- [Given data]
::::

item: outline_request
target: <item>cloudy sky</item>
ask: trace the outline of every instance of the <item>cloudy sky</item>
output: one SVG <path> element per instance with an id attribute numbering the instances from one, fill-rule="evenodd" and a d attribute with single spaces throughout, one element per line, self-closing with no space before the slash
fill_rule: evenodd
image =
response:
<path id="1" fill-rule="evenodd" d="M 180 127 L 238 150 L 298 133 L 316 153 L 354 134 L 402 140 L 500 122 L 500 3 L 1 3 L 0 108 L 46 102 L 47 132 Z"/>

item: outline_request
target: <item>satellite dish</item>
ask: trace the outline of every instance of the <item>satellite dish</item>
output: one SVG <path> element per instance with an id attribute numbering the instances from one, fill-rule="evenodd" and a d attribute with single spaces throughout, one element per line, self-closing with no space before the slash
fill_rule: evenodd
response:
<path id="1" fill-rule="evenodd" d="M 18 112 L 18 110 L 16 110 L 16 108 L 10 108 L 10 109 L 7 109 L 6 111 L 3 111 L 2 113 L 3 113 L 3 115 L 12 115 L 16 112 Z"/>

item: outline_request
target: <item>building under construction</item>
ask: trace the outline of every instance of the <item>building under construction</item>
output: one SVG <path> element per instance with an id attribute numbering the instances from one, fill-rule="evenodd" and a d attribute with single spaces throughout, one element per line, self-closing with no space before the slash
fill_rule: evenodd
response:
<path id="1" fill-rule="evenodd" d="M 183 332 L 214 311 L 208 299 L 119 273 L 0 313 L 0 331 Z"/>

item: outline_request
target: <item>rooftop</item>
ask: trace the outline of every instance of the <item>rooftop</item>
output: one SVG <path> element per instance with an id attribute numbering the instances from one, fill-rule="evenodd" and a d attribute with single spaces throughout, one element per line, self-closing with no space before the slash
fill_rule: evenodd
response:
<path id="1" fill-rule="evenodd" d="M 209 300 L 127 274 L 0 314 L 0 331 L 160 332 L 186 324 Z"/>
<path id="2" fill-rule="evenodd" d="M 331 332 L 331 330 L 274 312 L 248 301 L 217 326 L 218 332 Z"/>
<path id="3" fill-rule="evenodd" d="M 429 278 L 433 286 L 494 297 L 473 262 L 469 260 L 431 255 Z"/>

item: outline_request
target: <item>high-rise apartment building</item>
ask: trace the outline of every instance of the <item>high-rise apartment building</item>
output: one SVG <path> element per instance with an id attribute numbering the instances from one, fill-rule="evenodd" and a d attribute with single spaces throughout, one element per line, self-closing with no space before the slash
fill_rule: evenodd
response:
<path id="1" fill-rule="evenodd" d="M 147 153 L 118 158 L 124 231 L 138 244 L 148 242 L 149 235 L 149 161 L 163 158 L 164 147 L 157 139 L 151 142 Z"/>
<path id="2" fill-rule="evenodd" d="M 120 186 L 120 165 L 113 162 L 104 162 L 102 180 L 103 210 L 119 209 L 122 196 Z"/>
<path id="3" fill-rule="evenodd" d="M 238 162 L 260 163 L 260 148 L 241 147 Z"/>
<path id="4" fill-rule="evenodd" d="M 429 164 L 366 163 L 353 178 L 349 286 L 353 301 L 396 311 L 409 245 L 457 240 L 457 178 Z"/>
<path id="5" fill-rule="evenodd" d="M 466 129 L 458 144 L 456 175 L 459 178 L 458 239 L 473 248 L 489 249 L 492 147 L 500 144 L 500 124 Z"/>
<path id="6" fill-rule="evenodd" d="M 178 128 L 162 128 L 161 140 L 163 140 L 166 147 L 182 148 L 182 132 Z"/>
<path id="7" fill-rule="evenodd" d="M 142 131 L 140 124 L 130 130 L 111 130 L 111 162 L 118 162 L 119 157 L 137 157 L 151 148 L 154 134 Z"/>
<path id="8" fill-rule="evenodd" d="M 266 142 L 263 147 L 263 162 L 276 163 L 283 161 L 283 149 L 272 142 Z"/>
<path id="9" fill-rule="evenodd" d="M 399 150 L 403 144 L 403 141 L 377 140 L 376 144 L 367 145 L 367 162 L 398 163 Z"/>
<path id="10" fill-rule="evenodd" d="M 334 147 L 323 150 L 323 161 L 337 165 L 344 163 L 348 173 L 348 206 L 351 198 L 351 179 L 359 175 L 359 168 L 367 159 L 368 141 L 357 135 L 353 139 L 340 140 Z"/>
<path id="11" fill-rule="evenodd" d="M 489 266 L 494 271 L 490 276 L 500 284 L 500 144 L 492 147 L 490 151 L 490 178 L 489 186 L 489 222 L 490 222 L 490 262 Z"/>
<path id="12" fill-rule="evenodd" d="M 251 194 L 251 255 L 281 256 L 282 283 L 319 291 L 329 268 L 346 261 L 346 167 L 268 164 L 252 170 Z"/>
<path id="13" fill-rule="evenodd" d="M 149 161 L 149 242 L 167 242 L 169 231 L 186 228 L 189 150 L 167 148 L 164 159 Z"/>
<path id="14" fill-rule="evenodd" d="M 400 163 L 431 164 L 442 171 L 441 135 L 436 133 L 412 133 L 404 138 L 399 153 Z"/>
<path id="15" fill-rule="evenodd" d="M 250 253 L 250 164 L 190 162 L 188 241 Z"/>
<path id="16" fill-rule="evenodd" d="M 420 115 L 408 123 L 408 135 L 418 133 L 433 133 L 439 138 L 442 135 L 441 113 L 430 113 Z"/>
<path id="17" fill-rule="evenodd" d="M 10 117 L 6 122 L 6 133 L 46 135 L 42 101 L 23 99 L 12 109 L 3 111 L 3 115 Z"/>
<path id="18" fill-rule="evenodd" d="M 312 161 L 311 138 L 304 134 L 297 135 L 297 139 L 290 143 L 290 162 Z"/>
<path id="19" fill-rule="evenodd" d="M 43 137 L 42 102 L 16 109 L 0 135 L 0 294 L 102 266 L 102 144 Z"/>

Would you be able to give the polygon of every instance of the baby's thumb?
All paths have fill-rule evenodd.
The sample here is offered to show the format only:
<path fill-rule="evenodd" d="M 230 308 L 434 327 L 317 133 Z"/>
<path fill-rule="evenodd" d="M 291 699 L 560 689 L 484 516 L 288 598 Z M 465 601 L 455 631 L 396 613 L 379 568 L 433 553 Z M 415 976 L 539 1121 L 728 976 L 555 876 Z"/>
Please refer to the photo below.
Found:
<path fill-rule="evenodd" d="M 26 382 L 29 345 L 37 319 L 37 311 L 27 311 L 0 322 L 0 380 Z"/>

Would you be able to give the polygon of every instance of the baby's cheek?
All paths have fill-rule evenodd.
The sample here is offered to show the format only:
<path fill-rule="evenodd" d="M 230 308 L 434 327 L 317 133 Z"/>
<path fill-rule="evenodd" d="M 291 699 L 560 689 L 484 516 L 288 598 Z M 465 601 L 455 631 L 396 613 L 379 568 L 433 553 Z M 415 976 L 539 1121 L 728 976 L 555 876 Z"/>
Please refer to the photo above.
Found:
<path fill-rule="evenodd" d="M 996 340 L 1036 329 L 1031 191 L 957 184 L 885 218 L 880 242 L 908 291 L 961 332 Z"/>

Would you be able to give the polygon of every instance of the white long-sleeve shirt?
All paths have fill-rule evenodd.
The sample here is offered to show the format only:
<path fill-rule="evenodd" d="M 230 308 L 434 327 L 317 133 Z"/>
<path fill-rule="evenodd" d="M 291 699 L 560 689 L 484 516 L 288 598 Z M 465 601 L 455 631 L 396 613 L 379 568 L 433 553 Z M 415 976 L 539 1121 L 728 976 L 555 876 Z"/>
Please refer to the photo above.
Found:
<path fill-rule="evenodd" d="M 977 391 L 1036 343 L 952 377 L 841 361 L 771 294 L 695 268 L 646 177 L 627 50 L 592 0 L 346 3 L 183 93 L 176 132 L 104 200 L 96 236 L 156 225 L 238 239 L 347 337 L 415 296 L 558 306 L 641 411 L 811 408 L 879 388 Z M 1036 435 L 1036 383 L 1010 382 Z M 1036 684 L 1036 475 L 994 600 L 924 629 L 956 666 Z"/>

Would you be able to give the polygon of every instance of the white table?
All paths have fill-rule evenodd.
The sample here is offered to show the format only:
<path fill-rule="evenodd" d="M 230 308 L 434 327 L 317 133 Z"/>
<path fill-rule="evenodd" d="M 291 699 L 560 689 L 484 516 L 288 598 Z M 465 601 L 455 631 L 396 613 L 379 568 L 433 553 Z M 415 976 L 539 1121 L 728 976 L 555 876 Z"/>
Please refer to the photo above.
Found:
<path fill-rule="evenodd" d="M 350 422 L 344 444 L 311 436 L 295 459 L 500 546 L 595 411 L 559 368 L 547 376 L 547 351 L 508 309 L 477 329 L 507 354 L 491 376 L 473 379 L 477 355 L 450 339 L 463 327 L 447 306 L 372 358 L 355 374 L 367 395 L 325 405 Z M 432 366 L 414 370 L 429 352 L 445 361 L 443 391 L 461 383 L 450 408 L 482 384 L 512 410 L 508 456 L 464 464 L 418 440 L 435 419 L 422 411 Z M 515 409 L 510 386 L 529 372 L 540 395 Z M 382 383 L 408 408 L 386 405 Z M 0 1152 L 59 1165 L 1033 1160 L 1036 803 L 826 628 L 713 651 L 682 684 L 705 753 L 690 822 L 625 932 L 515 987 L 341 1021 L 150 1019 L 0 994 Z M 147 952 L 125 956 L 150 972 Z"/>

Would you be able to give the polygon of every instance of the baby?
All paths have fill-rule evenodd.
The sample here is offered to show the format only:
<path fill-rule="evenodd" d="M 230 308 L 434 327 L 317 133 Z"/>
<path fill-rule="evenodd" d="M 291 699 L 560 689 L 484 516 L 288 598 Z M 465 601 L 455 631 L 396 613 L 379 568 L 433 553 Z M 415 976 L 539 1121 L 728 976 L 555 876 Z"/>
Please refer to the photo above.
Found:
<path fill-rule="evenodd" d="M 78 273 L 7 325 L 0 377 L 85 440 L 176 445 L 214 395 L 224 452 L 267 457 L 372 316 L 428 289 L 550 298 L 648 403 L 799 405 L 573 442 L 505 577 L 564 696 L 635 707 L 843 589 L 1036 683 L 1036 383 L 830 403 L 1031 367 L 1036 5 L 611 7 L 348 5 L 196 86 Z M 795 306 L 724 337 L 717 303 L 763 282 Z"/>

::::

- [Goal]
Render the records above as a Markdown table with the columns "Row" and "Line," starting at the first line of the records and ending at the line that contains "18 112 L 18". Number each line in "Row," put its text in "Line," and skip blank lines.

- [Result]
| Row | Line |
|---|---|
| 1 | item: outline_request |
| 2 | target: <item>cloudy sky</item> |
| 3 | ask: trace the outline of every instance of the <item>cloudy sky</item> |
| 4 | output: one SVG <path> element per instance with an id attribute numbering the instances from one, fill-rule="evenodd" and a d attribute with single spaces throughout, one element per line, self-closing with no space before the slash |
| 5 | fill_rule: evenodd |
| 6 | image = |
| 7 | response: |
| 8 | <path id="1" fill-rule="evenodd" d="M 180 127 L 238 150 L 298 133 L 316 153 L 354 134 L 402 140 L 500 122 L 500 3 L 1 3 L 0 108 L 46 102 L 47 132 Z"/> |
| 9 | item: outline_request |
| 10 | target: <item>satellite dish</item> |
| 11 | ask: trace the outline of every instance of the <item>satellite dish</item> |
| 12 | output: one SVG <path> element per instance with an id attribute numbering the instances from one, fill-rule="evenodd" and a d attribute with single spaces throughout, one element per line, self-closing with no space before the slash |
| 13 | fill_rule: evenodd |
| 14 | response: |
| 15 | <path id="1" fill-rule="evenodd" d="M 18 112 L 18 110 L 16 110 L 16 108 L 10 108 L 10 109 L 7 109 L 6 111 L 3 111 L 2 113 L 3 113 L 3 115 L 12 115 L 16 112 Z"/> |